Instructions
1) From the condylar fracture text, list each specific difficulty it gives for the transoral endoscopic approach.
2) Return the part of the condylar fracture text starting with "In recent years, endoscope-assisted" and going on through "intraoral approach (SEI).", word for word.

Source extract

══════════════════════════════

In recent years, endoscope-assisted transoral approach for condylar fracture treatment has attracted much attention. However, the surgical approach is technically challenging: the procedure requires specialized instruments and the surgeons experience a steep learning curve. During the transoral endoscopic (TE) approach several instruments are positioned through a narrow oral incision making endoscope maneuvering very difficult. For this reason, the authors changed the entry port of the endoscope from transoral to submandibular area through a small stab incision. The aim of this study is to assess the advantage of using the submandibular endoscopic intraoral approach (SEI).
The SEI approach requires intraoral incision for fracture reduction and fixation, and 4 mm size submandibular stab incision for endoscope and traction wires. Fifteen patients with condyle neck and subcondyle fractures were operated under the submandibular approach and 15 patients with the same diagnosis were operated under the standard TE approach.

══════════════════════════════

Records supplied
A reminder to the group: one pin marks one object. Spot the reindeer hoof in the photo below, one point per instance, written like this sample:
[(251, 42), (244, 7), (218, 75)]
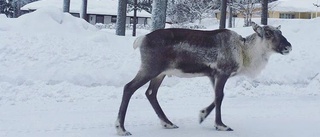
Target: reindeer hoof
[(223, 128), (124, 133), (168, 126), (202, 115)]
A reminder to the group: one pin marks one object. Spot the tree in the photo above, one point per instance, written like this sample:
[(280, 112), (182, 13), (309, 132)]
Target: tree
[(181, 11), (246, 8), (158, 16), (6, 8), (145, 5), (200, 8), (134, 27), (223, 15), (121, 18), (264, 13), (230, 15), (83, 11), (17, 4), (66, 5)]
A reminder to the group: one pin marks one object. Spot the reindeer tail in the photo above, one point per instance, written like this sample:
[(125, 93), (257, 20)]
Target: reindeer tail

══════════════════════════════

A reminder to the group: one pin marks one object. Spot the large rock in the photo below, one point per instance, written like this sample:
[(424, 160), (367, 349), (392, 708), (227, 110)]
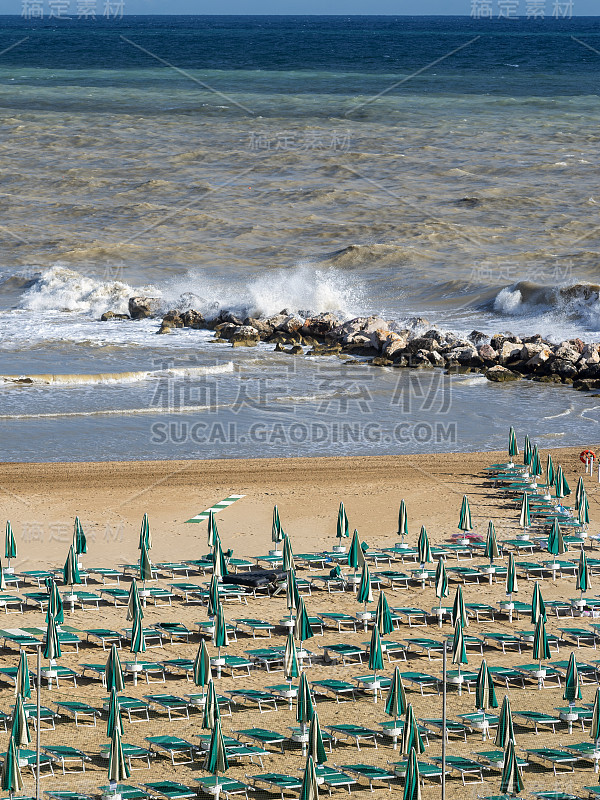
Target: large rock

══════════════════════════════

Solutions to each task
1)
- It requires specialized instruments.
- Surgeons face a steep learning curve.
- Moving the endoscope is very difficult because several instruments pass through a narrow oral incision.

2)
In recent years, endoscope-assisted transoral approach for condylar fracture treatment has attracted much attention. However, the surgical approach is technically challenging: the procedure requires specialized instruments and the surgeons experience a steep learning curve. During the transoral endoscopic (TE) approach several instruments are positioned through a narrow oral incision making endoscope maneuvering very difficult. For this reason, the authors changed the entry port of the endoscope from transoral to submandibular area through a small stab incision. The aim of this study is to assess the advantage of using the submandibular endoscopic intraoral approach (SEI).